• Exercises:
1 – Which model names appear in the soil excerpt below? List every one.
2 – Answer these questions from the soil excerpt below:
(a) Which model uses $Gmax-insitu$?
(b) What net stress increase is applied at the surface of the supporting soil for model PIMY-DEP200?
(c) Which figure shows the distribution of $Gmax-numerical$ with depth for model PIMY-DEP?

Since the difference between the calculated and numerical value of $\sigma \u2032m$ was relatively small by comparison to the load transferred from a structure to the supporting soil (1.4 kPa vs 200 kPa), the impact of this difference on the value of $Gmax-numerical$ remains insignificant when the load from the structure is applied.

However, in a case where no loading is applied (see model PIMY-DEP in Table 1), it is likely to result in a difference between the dynamic analysis of the soil column using $Gmax-numerical$ and that using $Gmax-insitu$. Therefore, to distinguish between the impact of using $Gmax-numerical$ and that of increasing the level of effective confining stress, an initial comparative analysis was conducted of the results of the wave-passage calculation obtained with respective soil models using $Gmax-insitu$ (Model PIMY-IND) and $Gmax-numerical$ (Model PIMY-DEP). The results are provided in the subsection on numerical artifact evaluation in the section on Part 1.

#### Numerical impact of ISFH

Figure 11a shows the distribution of $Gmax-numerical$ with depth for model PIMY-DEP, that is, when no load from the structure is transferred to the supporting soil. Figure 11b shows the distribution of $Gmax-numerical$ with depth following the static analysis for model PIMY-DEP200, that is, when a net stress increase of 200 kPa is applied at the surface of the supporting soil. Figure 11c in an enlargement of the impacted zone beneath the applied surface pressure.

• Entries supplied:

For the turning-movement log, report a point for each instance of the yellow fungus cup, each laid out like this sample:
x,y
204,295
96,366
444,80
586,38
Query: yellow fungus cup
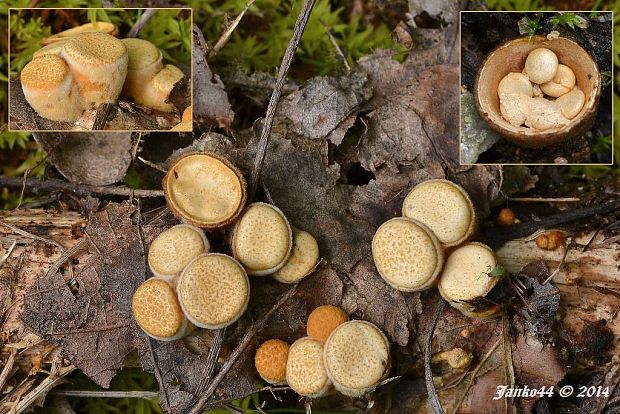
x,y
303,260
407,254
262,239
444,207
323,320
157,311
270,361
175,248
205,190
213,291
148,81
356,357
466,278
98,62
305,372
49,88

• Task solutions:
1 – PIMY-DEP, PIMY-IND, PIMY-DEP200

2 –
(a) PIMY-IND
(b) 200 kPa
(c) Figure 11a